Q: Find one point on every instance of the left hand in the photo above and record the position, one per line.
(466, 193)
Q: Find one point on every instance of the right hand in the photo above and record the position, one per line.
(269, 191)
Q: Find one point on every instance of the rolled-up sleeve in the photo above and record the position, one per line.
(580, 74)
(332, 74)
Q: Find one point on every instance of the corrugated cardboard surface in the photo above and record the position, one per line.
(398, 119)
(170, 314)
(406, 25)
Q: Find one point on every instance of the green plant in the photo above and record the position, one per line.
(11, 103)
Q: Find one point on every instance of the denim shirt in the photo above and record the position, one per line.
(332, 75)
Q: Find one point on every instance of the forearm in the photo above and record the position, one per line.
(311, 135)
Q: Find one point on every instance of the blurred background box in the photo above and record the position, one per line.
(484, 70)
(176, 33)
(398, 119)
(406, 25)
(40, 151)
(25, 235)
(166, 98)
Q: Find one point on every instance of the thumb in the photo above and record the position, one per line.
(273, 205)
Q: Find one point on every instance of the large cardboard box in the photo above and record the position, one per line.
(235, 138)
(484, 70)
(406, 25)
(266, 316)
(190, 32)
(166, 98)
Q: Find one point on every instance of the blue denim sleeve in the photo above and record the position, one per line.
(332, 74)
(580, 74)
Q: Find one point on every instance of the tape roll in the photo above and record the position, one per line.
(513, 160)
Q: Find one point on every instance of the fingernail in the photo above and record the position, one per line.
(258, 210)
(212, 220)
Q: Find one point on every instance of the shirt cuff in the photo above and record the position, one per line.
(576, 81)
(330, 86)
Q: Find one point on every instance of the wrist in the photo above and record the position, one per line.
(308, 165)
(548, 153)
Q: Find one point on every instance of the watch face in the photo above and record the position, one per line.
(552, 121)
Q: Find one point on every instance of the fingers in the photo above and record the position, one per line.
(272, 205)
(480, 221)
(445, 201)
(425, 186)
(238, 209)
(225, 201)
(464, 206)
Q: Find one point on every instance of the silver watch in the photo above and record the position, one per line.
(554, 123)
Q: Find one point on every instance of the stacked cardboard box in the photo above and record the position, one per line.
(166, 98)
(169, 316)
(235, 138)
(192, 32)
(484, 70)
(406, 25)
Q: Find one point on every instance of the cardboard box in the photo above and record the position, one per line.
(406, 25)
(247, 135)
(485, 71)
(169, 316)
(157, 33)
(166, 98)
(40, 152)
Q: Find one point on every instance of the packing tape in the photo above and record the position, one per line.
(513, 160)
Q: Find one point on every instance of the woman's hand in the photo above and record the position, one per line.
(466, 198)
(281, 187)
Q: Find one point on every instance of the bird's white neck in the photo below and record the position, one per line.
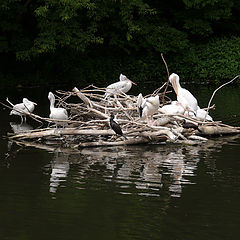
================
Nothing but an exact copy of the data, without pictures, should be returned.

• _Solved exercise_:
Q: Find one point on every instance of the left hand in the photo above and record the position, one per line.
(466, 193)
Q: Find one point on every instance of the right hand in the photo above and record the position, one per line.
(269, 191)
Q: Find one point on every instance of the rolled-up sleeve in the photo above and record the position, one per line.
(580, 74)
(332, 74)
Q: Find one point on every instance of the corrugated cardboard surface in the photo above and record the position, one per line.
(398, 119)
(170, 314)
(406, 25)
Q: Find one point on every instance of the green plant in the photo above and record the position, one per line.
(11, 103)
Q: Find one point on every instance of the denim shirt in the photo above and record the position, one per line.
(332, 75)
Q: Find one point on every instance of the forearm in the photo above and record the position, one per line.
(311, 135)
Q: Find one point on every instance of the blurred background box in the photo above and record the position, one per line.
(484, 70)
(176, 33)
(398, 119)
(406, 25)
(40, 151)
(25, 235)
(166, 98)
Q: Find one point on every instance of the thumb in the photo above and record the position, one per line.
(273, 205)
Q: Find one point on every instance of the large cardboard box in the photo above and record the position, one per line.
(235, 138)
(484, 70)
(406, 25)
(266, 316)
(190, 32)
(166, 98)
Q: Find one point on every instance of the blue denim sleeve in the photo above and record the position, one per line.
(332, 74)
(580, 74)
Q: Find one point on every instance of the tape roll in the photo above and record the position, one per line.
(513, 160)
Q: Find one point on every instance of the fingernail in the photo above and record the position, one per line.
(258, 210)
(212, 220)
Q: Find one point on every instance of the shirt cuff in the photo above and record the position, one per line.
(576, 81)
(330, 86)
Q: Find one point on every instance of the wrist in the photo above and record the position, one per line.
(308, 165)
(548, 153)
Q: Find one point on every instance of the watch face in the photo above and record the position, one per line.
(552, 121)
Q: Find one point on every instance of the fingers in the photo above and record the position, one per line.
(272, 205)
(480, 221)
(445, 201)
(425, 186)
(238, 209)
(225, 201)
(464, 206)
Q: Find one point on every instance of the silver watch in the photo above and record the position, one per line.
(554, 123)
Q: Find one point on every instance of the stacked cardboard box in the photo above and record the position, one per line.
(166, 98)
(169, 316)
(235, 138)
(192, 32)
(484, 70)
(406, 25)
Q: Find one point on every instance of the cardboard box in the photo above and record the position, one per line.
(406, 25)
(247, 135)
(485, 71)
(169, 316)
(157, 33)
(166, 98)
(40, 152)
Q: Find one point on every instance of the packing tape in the photo above and record the position, one per line.
(513, 160)
Q: Find one point on every instance of the woman's hand in the photo above and record the position, one per line.
(466, 198)
(281, 187)
Q: Find one point on every instance of the bird's white neck in the photo below and record the position, one per line.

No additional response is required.